***** Stored data

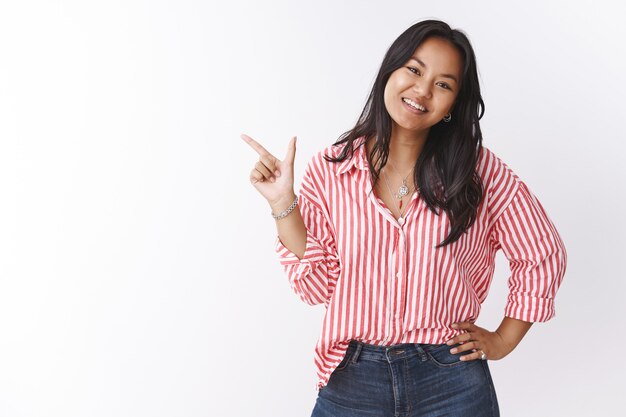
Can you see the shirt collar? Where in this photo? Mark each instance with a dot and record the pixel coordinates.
(359, 158)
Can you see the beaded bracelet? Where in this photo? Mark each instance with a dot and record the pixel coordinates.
(286, 211)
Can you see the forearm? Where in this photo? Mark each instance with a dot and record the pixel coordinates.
(291, 229)
(512, 331)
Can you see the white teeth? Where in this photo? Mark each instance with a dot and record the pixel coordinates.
(414, 104)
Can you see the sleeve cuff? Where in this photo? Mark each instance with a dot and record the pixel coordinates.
(313, 252)
(529, 308)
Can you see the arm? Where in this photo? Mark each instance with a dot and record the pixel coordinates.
(511, 331)
(305, 243)
(536, 255)
(290, 229)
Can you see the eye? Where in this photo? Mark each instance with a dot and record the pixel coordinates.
(416, 71)
(413, 68)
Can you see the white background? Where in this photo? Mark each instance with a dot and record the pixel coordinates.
(137, 271)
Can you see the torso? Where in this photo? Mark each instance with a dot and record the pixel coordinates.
(392, 203)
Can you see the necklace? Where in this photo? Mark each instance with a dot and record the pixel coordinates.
(404, 189)
(400, 209)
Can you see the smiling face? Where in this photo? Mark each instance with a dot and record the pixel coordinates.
(431, 79)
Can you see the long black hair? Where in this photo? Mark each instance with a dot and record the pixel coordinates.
(445, 171)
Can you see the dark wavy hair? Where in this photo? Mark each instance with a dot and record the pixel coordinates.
(445, 171)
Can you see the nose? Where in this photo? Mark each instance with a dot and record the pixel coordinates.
(422, 89)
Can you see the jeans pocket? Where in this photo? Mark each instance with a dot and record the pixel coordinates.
(345, 361)
(440, 355)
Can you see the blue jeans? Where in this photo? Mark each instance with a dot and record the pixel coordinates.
(407, 380)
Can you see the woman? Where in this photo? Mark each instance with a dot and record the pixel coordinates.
(402, 265)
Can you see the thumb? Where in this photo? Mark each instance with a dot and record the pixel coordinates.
(291, 151)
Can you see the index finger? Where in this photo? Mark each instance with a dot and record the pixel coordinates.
(255, 145)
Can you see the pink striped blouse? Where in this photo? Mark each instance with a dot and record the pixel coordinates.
(385, 283)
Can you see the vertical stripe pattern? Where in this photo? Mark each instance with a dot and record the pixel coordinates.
(384, 283)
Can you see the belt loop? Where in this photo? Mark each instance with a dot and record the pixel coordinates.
(355, 356)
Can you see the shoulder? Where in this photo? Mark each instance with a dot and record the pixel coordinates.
(500, 182)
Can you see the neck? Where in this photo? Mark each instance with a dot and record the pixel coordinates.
(404, 148)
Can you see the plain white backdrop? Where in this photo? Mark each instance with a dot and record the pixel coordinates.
(137, 270)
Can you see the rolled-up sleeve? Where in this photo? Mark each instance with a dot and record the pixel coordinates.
(536, 255)
(312, 278)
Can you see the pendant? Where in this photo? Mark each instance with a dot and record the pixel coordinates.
(403, 190)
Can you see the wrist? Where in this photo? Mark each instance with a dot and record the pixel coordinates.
(282, 203)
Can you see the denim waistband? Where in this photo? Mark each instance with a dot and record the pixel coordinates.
(365, 351)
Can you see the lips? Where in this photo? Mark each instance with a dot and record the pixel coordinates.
(413, 109)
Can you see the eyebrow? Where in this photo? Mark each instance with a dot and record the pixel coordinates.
(452, 77)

**********

## What is needed
Give the data back exactly, omitting all pictures.

## Solution
Can you see the shirt collar? Where in this photo? Mark each instance with a dot and record the pixel coordinates.
(359, 158)
Can you see the beaded bracelet? Where in this photo? Mark each instance with a dot and record the pixel coordinates.
(286, 211)
Can you see the forearm? Where in this photo? Mark each instance with a dot and record the pixel coordinates.
(291, 229)
(512, 331)
Can you see the white teeth? Where in this photo? Mark each instance with a dot and record the pixel coordinates.
(414, 104)
Can you see the sleeve cuff? Where in this photo? Mark each instance with a dot and record the pixel coordinates.
(313, 252)
(529, 308)
Can you see the arm? Where in this photo? Mark each instance with a dot and record the pixel coordinates.
(511, 331)
(305, 243)
(536, 255)
(290, 229)
Can you see the eye? Where in this photo? Mark each instance with a dot and record the pixel coordinates.
(416, 71)
(413, 68)
Can you see the white background? Where in this photo? Mark each instance with a dot and record the pixel coordinates.
(137, 271)
Can you see the torso? Where in this photo? Mark each instance with a dot and record the pixel coordinates.
(392, 203)
Can you see the necklace? Where in this photo? Mark each instance with a dot and record the pixel coordinates.
(404, 189)
(400, 209)
Can you see the smiling face? Where in this photo? Mark each instance with a dot and record the pixel coordinates.
(431, 79)
Can you see the long black hair? Where in this photo? Mark each instance with a dot and record the pixel coordinates.
(445, 171)
Can you see the dark wavy hair? Where in this photo? Mark each instance with a dot and record the pixel coordinates.
(445, 171)
Can you see the nose? Where in this photo? Mark each instance with a dot and record the pixel coordinates.
(422, 89)
Can you see the jeans pocket? Where in this photo? Mark each instance with a dot and record the pixel coordinates.
(345, 361)
(440, 355)
Can you see the blue jeans? Where in this photo? Mark each instance with a dot and record the pixel coordinates.
(407, 380)
Can you see the woman? Where in this photo? Mark each instance with a dot and record the pixel coordinates.
(402, 265)
Can you see the thumb? Where in this photo? Mark each instance with a dot and record the pixel coordinates.
(291, 151)
Can you see the index finger? Where in this photo? Mark each instance with a dot and record the pixel coordinates.
(255, 145)
Can you see the pink striped blouse? Where in this photo? Mark each instance with a dot and record the pixel coordinates.
(385, 283)
Can you see the vertical stripe pattern? Where in this photo? Mark each instance with a dot and record the pixel coordinates.
(384, 283)
Can you see the belt loop? Where in this photo? Mark each instance with a dot and record the pixel coordinates.
(355, 356)
Can you see the shoulder? Where in this photo? Mark each instance with a dot and record the pixel coordinates.
(500, 182)
Can you see the neck? Where in this photo? Mark each instance with a dot and record the pixel coordinates.
(404, 148)
Can you see the plain white backdrop? Where in this photo? Mark each instance with a dot and record the pixel coordinates.
(137, 270)
Can you see the rolled-up sleeve? Where in this photo? Mark each instance with a dot and record the pixel coordinates.
(536, 255)
(312, 278)
Can you see the pendant? Where in this photo? Mark each instance with a dot and record the pixel coordinates.
(403, 190)
Can you see the wrist? Where in this photo? Mark each instance with a dot and record the pixel coordinates.
(282, 203)
Can you see the denim waistband? Where in this photo? Mark each instance with a dot and record the pixel coordinates.
(365, 351)
Can you see the lips? Where in this photo? Mark each instance with a dot and record the pixel coordinates.
(413, 109)
Can you see the eyebrow? Where in this photo? Mark each instance with a dot and record the pixel coordinates.
(452, 77)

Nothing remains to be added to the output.